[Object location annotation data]
#####
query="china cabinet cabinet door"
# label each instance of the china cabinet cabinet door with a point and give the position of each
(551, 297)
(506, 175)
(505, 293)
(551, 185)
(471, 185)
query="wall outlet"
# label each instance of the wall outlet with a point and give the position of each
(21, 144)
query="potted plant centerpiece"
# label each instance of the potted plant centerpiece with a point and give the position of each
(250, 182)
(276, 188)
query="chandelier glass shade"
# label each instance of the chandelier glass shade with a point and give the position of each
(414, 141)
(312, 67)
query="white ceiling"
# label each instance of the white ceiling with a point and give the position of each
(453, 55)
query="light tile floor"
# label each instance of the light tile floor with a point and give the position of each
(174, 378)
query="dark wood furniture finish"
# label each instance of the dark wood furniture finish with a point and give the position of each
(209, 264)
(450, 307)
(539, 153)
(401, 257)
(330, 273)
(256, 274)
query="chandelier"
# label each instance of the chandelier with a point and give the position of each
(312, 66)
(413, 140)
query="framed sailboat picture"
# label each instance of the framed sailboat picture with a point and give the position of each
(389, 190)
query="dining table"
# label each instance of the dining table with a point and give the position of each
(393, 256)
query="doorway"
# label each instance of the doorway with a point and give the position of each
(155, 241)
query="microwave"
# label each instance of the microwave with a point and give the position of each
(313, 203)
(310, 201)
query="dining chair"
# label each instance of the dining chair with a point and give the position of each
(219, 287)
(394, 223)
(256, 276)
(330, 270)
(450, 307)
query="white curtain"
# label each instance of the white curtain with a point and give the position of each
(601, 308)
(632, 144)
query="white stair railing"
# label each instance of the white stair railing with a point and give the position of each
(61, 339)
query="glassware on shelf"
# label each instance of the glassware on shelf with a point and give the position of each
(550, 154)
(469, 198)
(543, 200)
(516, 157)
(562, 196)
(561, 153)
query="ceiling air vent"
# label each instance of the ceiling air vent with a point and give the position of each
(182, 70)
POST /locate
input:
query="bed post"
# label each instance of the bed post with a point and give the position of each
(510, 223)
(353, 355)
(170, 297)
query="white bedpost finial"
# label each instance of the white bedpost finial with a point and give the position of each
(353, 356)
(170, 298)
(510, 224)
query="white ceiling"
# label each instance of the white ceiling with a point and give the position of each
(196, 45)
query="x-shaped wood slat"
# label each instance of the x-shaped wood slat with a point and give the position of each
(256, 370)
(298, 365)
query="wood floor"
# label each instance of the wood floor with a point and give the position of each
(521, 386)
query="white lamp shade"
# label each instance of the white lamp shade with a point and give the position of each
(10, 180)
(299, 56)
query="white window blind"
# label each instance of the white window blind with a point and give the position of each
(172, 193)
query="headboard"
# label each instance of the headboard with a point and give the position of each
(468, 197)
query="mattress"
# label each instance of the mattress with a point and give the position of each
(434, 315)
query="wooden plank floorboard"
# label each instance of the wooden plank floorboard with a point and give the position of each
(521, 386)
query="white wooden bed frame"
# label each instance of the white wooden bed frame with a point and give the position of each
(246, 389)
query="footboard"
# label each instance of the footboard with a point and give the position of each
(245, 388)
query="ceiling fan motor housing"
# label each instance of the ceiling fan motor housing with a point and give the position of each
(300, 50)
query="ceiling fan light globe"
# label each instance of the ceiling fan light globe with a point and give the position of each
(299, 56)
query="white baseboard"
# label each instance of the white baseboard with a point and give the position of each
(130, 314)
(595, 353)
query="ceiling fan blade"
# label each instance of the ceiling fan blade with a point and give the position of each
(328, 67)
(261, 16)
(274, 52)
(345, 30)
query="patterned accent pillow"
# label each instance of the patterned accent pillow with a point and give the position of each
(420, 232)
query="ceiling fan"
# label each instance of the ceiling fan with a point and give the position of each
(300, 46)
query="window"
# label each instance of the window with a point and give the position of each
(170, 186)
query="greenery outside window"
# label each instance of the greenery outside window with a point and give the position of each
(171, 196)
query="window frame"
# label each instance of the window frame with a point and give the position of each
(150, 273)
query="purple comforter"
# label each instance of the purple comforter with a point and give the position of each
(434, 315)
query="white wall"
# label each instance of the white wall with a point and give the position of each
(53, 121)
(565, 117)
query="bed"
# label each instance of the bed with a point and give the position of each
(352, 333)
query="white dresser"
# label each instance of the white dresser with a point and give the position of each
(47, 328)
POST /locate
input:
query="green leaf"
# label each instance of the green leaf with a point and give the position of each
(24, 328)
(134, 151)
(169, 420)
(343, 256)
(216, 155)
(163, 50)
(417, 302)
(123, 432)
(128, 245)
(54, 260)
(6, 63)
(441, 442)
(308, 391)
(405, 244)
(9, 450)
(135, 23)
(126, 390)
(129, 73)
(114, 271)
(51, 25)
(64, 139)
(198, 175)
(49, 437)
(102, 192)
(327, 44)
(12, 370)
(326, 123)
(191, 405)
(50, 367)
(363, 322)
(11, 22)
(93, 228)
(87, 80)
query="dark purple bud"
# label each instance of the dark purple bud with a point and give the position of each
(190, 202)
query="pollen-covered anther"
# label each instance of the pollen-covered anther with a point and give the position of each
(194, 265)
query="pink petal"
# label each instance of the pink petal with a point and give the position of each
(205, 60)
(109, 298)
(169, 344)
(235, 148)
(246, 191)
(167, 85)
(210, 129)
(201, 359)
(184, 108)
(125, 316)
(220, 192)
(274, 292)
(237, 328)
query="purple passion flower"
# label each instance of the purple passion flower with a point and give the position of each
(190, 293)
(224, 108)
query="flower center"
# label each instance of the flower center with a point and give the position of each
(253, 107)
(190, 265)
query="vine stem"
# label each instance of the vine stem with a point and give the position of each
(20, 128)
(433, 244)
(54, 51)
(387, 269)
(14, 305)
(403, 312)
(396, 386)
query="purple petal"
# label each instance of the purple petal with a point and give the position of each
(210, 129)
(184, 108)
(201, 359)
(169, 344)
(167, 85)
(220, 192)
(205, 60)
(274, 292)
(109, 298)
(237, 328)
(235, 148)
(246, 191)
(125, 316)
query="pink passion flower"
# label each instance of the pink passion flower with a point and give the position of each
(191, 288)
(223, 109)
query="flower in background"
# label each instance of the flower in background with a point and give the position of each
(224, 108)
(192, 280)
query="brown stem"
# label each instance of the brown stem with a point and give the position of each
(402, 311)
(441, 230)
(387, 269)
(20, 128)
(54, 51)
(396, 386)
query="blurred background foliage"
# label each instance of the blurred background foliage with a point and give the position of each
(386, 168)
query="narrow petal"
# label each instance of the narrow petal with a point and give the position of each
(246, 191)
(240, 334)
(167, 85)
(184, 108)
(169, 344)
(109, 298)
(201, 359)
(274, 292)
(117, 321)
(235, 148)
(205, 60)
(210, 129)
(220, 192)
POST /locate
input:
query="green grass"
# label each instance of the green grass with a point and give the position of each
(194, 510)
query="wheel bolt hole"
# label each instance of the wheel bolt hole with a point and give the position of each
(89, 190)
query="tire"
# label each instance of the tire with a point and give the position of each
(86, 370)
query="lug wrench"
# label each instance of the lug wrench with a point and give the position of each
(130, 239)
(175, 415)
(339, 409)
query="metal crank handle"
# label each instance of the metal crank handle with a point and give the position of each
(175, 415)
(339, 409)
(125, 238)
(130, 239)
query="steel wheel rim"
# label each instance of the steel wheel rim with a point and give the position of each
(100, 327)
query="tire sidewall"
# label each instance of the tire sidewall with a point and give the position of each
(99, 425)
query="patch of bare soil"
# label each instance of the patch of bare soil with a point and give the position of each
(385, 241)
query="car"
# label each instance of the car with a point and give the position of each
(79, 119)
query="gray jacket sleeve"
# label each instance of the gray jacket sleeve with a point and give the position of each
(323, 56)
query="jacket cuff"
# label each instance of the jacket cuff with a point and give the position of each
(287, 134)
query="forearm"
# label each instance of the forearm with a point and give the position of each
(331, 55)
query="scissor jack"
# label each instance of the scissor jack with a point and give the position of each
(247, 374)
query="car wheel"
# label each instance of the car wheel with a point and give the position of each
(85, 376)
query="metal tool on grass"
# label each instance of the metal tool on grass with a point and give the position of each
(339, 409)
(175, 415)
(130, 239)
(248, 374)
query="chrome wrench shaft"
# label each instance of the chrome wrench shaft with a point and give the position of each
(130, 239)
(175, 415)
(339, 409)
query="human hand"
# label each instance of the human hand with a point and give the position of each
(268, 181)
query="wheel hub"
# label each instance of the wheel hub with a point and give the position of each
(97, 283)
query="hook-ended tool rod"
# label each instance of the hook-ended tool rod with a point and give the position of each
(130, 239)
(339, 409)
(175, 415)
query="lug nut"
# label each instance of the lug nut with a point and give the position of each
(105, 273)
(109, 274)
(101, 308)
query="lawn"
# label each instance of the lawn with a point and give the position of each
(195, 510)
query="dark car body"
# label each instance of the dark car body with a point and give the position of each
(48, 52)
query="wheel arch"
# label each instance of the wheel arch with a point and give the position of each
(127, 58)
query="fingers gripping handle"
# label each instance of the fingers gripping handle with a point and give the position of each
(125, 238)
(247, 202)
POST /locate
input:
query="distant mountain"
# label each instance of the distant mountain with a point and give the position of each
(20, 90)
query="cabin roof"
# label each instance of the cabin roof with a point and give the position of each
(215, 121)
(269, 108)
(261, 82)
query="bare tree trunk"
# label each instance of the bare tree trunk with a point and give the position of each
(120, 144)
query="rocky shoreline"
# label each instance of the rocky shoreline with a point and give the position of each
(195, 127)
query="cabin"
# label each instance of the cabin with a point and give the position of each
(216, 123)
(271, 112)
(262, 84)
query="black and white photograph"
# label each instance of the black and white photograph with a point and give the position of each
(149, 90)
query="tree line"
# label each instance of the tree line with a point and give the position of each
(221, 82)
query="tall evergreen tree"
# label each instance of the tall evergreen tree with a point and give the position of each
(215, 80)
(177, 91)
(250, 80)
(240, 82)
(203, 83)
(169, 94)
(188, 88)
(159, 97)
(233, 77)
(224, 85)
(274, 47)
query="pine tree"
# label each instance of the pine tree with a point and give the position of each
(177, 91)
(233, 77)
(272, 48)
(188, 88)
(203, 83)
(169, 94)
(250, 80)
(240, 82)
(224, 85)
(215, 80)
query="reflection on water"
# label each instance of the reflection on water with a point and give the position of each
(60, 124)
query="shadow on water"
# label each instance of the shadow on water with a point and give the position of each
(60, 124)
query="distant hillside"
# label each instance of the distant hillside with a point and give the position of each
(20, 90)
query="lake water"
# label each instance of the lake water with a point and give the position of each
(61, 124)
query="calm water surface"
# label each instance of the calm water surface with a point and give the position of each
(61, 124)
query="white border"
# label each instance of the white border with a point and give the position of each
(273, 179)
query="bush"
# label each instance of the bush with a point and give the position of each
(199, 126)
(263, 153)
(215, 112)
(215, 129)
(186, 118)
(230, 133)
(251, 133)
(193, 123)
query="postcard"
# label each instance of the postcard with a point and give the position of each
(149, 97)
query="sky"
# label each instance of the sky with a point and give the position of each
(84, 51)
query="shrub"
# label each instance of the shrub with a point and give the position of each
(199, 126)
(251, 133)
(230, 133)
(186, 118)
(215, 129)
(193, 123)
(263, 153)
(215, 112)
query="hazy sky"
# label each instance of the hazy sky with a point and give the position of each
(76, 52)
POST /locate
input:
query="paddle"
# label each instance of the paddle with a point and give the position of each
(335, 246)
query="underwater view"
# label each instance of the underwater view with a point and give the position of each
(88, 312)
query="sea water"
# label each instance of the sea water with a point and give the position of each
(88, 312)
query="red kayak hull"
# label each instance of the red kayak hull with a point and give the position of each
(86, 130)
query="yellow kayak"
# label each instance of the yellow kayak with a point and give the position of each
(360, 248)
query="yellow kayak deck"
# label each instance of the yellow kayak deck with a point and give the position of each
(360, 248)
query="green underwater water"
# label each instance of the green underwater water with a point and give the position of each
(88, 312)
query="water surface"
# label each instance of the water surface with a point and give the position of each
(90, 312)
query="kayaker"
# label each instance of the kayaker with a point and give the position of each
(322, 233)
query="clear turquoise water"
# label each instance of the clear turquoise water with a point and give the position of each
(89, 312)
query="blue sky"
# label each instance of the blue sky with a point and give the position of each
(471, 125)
#####
**Short task**.
Return every line of the entries above that contains the word "tall".

**Exercise output**.
query="tall evergreen tree"
# label each instance of the tall evergreen tree with a point and give the position of each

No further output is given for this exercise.